»»

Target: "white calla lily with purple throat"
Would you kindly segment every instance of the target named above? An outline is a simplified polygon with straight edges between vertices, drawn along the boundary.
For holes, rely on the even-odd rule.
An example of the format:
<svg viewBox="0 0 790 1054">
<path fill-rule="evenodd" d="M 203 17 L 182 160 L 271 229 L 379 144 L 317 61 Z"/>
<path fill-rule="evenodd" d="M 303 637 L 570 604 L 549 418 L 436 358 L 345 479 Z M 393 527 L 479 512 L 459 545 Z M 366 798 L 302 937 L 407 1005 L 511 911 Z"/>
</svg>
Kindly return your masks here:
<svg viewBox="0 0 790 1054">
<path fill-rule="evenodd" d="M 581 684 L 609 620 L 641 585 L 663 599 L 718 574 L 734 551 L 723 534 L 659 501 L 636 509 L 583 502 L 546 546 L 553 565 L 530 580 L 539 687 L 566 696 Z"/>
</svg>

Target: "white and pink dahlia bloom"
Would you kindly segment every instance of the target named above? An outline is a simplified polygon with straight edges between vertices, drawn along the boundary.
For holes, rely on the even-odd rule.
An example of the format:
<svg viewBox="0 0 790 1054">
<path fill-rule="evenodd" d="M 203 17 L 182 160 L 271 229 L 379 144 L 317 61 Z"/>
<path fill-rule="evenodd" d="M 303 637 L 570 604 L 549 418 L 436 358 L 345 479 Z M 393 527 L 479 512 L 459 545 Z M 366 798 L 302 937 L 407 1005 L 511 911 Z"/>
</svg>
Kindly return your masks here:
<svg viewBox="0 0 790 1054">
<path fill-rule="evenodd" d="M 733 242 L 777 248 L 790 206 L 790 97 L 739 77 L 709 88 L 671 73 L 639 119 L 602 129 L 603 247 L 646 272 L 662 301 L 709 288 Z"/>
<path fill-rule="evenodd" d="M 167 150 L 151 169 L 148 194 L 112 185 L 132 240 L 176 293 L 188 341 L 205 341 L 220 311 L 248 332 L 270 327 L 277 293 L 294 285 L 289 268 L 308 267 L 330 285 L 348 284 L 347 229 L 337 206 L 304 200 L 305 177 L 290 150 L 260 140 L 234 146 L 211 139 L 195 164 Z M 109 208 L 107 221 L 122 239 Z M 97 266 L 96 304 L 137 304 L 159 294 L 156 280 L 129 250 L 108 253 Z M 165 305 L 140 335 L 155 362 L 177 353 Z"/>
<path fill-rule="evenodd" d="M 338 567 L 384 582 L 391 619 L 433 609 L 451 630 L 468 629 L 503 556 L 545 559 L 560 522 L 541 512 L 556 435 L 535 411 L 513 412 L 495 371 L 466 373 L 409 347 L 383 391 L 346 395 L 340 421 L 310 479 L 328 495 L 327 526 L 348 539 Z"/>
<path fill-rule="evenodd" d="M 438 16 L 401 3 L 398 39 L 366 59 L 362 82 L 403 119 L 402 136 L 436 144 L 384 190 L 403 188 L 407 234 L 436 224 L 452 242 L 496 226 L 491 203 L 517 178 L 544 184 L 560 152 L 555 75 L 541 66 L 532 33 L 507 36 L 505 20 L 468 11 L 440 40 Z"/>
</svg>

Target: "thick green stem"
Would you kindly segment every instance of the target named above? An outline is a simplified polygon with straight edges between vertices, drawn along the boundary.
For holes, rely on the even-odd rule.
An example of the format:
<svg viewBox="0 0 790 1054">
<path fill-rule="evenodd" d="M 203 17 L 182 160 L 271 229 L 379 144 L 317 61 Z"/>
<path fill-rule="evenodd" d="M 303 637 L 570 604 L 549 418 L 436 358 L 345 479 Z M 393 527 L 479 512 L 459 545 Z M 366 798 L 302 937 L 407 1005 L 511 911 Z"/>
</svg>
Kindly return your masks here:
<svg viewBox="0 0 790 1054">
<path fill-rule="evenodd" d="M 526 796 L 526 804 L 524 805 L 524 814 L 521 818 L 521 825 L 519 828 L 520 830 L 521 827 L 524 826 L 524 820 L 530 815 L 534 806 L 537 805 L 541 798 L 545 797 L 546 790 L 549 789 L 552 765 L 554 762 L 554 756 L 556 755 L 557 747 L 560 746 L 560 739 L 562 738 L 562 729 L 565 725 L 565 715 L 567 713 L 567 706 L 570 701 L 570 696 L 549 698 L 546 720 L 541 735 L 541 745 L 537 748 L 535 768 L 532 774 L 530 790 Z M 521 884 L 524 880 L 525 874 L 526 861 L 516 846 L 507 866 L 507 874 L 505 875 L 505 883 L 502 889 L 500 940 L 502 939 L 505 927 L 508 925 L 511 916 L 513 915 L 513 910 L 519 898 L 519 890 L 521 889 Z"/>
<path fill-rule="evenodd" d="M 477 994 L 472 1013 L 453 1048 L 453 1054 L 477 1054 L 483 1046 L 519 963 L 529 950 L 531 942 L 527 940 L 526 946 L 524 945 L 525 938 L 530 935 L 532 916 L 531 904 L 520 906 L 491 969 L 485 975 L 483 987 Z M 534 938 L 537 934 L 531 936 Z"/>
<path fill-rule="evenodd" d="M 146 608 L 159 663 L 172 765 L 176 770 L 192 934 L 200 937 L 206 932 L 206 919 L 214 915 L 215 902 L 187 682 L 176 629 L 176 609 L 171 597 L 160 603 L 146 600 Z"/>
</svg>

««

__Task instructions__:
Copy out every line of the three records above, character for character, changing nothing.

__Answer to the problem__:
Target: "white calla lily with purple throat"
Would you kindly segment every instance of the target named above? An outline is a simplified polygon with straight edges between vertices, drawn along the boundary.
For holes, rely on the even-odd rule.
An example of the format:
<svg viewBox="0 0 790 1054">
<path fill-rule="evenodd" d="M 203 17 L 182 160 L 271 229 L 379 144 L 317 61 Z"/>
<path fill-rule="evenodd" d="M 303 637 L 570 604 L 549 418 L 436 358 L 345 479 Z M 393 527 L 479 512 L 459 545 Z M 366 798 L 302 937 L 407 1005 L 511 911 Z"/>
</svg>
Kindly return your masks here:
<svg viewBox="0 0 790 1054">
<path fill-rule="evenodd" d="M 581 684 L 609 620 L 641 585 L 663 599 L 718 574 L 734 551 L 723 534 L 659 501 L 636 509 L 583 502 L 546 546 L 553 565 L 530 580 L 539 687 L 566 696 Z"/>
</svg>

Target: "white and pink dahlia bloom"
Would you kindly segment every instance of the target named above? An outline is a simplified polygon with straight edges between vertices, drawn along the boundary.
For holes, rely on the even-odd rule.
An example of the format:
<svg viewBox="0 0 790 1054">
<path fill-rule="evenodd" d="M 203 17 L 182 160 L 271 229 L 379 144 L 317 61 Z"/>
<path fill-rule="evenodd" d="M 303 637 L 570 604 L 549 418 L 436 358 L 345 479 Z M 393 527 L 479 512 L 459 545 Z M 366 798 L 302 937 L 407 1005 L 511 911 Z"/>
</svg>
Kindly return your masks here:
<svg viewBox="0 0 790 1054">
<path fill-rule="evenodd" d="M 733 242 L 777 248 L 790 206 L 790 97 L 739 77 L 709 88 L 671 73 L 639 119 L 602 129 L 603 247 L 646 272 L 662 301 L 709 288 Z"/>
<path fill-rule="evenodd" d="M 167 150 L 151 169 L 148 194 L 112 185 L 132 240 L 176 293 L 188 341 L 205 341 L 220 311 L 248 332 L 270 327 L 277 293 L 294 285 L 289 268 L 308 267 L 330 285 L 348 284 L 347 229 L 337 206 L 304 200 L 305 177 L 290 150 L 260 140 L 234 146 L 211 139 L 195 164 Z M 109 208 L 107 221 L 122 239 Z M 97 266 L 96 304 L 137 304 L 159 294 L 156 280 L 129 250 L 108 253 Z M 165 305 L 140 335 L 155 362 L 177 353 Z"/>
<path fill-rule="evenodd" d="M 338 567 L 384 582 L 391 619 L 433 609 L 451 630 L 468 629 L 503 556 L 545 559 L 560 522 L 541 512 L 556 435 L 535 411 L 513 412 L 495 371 L 466 373 L 409 347 L 383 391 L 346 395 L 340 421 L 310 479 L 328 495 L 327 526 L 348 539 Z"/>
<path fill-rule="evenodd" d="M 438 16 L 401 3 L 398 39 L 366 59 L 362 82 L 403 119 L 402 136 L 436 144 L 384 190 L 403 188 L 407 234 L 436 224 L 452 242 L 496 226 L 491 203 L 517 178 L 544 184 L 560 152 L 555 75 L 541 66 L 532 33 L 507 36 L 505 20 L 468 11 L 440 40 Z"/>
</svg>

Target: "thick green stem"
Would you kindly segment every instance of the target named above? An outline is a simplified polygon with straight edges between vertices, drawn along the boundary.
For holes, rely on the even-odd rule.
An example of the format:
<svg viewBox="0 0 790 1054">
<path fill-rule="evenodd" d="M 203 17 L 182 160 L 271 229 L 379 144 L 317 61 Z"/>
<path fill-rule="evenodd" d="M 303 637 L 570 604 L 549 418 L 436 358 L 345 479 Z M 393 527 L 479 512 L 459 545 Z M 366 798 L 302 937 L 407 1005 L 511 911 Z"/>
</svg>
Kindly return your masks here:
<svg viewBox="0 0 790 1054">
<path fill-rule="evenodd" d="M 526 796 L 526 804 L 524 805 L 524 814 L 521 818 L 521 825 L 519 828 L 520 830 L 521 827 L 524 826 L 524 820 L 530 815 L 534 806 L 537 805 L 541 798 L 545 797 L 546 790 L 549 789 L 552 765 L 554 762 L 554 756 L 556 755 L 557 747 L 560 746 L 560 739 L 562 738 L 562 729 L 565 725 L 565 715 L 567 713 L 567 706 L 570 701 L 570 696 L 549 698 L 546 720 L 541 735 L 541 745 L 537 748 L 535 768 L 532 774 L 530 790 Z M 521 884 L 524 880 L 525 874 L 526 861 L 516 846 L 507 866 L 507 874 L 505 875 L 505 883 L 502 889 L 500 940 L 502 939 L 505 927 L 508 925 L 511 916 L 513 915 L 513 910 L 519 898 L 519 890 L 521 889 Z"/>
<path fill-rule="evenodd" d="M 477 994 L 472 1013 L 453 1048 L 453 1054 L 477 1054 L 483 1046 L 519 963 L 529 950 L 531 942 L 527 940 L 526 946 L 524 945 L 525 938 L 530 935 L 532 916 L 531 904 L 520 906 L 491 969 L 485 975 L 483 987 Z M 534 938 L 537 934 L 531 936 Z"/>
<path fill-rule="evenodd" d="M 146 608 L 159 663 L 172 765 L 176 770 L 192 934 L 200 937 L 206 932 L 206 919 L 214 915 L 215 902 L 187 682 L 176 629 L 176 609 L 171 597 L 160 603 L 146 600 Z"/>
</svg>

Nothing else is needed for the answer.